Natural language region descriptions:
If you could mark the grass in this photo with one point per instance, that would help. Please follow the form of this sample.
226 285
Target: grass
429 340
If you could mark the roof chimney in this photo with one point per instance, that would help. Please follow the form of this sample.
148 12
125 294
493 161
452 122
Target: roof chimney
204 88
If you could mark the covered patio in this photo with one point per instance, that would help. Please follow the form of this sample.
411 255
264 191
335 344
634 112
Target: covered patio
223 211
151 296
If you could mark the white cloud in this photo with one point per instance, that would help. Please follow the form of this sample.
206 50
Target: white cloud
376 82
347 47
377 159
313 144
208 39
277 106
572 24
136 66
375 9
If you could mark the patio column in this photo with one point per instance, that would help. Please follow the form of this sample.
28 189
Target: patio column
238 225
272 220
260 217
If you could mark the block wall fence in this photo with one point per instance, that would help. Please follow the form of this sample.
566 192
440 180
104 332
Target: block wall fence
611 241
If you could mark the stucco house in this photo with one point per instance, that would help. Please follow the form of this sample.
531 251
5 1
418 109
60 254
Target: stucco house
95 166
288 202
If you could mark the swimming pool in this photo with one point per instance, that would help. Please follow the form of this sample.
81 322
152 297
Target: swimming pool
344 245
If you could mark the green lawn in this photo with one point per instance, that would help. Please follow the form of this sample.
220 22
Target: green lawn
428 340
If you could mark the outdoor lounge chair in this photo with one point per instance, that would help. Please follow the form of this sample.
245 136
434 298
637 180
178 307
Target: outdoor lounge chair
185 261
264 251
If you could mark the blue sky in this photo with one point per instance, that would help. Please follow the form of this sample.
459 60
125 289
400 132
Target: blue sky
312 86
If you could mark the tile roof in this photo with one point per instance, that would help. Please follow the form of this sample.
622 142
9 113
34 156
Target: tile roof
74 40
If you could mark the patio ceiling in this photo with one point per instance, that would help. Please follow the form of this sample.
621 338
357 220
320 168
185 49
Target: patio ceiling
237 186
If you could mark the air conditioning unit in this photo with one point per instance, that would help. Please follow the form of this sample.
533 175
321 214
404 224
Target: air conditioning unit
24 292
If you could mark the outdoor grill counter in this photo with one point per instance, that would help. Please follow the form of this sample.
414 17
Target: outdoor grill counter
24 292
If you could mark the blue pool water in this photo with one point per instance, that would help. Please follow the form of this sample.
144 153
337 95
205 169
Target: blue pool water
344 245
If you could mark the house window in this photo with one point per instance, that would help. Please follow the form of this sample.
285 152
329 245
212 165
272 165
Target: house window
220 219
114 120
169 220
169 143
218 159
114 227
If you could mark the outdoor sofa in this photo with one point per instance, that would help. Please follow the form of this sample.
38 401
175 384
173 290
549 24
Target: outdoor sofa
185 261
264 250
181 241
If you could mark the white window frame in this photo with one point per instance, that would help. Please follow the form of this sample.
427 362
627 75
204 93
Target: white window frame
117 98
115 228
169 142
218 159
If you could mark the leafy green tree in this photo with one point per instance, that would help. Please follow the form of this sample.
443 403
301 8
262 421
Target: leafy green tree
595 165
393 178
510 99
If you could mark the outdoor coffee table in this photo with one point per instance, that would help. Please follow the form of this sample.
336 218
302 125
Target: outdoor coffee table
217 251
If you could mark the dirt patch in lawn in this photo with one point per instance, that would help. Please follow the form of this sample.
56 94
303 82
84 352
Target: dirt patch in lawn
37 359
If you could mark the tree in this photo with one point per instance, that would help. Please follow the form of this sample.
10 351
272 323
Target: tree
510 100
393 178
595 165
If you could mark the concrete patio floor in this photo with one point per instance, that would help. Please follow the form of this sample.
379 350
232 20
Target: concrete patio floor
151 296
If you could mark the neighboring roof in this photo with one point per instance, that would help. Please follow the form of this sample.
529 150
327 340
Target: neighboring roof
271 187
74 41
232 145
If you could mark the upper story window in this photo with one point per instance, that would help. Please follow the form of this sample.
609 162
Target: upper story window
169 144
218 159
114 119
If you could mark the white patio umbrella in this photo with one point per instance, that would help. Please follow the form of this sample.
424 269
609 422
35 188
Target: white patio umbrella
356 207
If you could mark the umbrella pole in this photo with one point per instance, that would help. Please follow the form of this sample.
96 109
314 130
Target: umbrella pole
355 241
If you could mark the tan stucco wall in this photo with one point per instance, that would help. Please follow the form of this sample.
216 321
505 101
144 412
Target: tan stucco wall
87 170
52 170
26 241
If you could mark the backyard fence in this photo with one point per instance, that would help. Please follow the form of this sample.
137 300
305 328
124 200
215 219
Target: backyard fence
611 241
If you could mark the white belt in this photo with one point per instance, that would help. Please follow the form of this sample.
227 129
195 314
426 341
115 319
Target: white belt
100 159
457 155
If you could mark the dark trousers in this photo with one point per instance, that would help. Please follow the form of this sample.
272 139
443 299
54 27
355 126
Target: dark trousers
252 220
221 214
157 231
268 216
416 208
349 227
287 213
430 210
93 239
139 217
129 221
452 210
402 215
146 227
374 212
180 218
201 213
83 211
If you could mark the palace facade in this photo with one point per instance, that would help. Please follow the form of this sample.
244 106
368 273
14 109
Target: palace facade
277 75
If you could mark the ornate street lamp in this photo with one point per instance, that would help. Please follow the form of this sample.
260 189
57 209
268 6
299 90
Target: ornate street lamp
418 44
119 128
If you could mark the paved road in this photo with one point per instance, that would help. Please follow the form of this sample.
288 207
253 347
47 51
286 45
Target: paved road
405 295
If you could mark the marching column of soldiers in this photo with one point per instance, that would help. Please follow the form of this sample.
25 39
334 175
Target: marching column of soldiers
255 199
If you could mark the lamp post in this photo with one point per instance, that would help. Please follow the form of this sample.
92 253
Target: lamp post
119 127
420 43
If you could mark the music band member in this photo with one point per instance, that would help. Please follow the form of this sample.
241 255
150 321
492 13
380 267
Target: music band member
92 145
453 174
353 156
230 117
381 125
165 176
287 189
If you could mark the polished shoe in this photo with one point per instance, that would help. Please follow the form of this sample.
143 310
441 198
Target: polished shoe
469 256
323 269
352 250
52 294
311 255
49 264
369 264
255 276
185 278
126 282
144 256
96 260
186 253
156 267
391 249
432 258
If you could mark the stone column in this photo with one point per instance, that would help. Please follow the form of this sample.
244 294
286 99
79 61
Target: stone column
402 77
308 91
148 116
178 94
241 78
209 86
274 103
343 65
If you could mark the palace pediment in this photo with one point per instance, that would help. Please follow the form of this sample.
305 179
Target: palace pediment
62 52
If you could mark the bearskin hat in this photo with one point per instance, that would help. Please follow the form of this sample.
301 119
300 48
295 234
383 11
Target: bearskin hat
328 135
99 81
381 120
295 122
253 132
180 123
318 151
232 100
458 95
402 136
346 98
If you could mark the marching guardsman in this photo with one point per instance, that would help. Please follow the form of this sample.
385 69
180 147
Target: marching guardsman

## REQUIREMENT:
Wherever the string "guardsman" appears in the records above, copy the line it sits in.

## COMPLETED EXERCISE:
If you could mark the marching guardsman in this photo with one point per instance, that would help. Please follow the form of this sample.
Target: marching guardsman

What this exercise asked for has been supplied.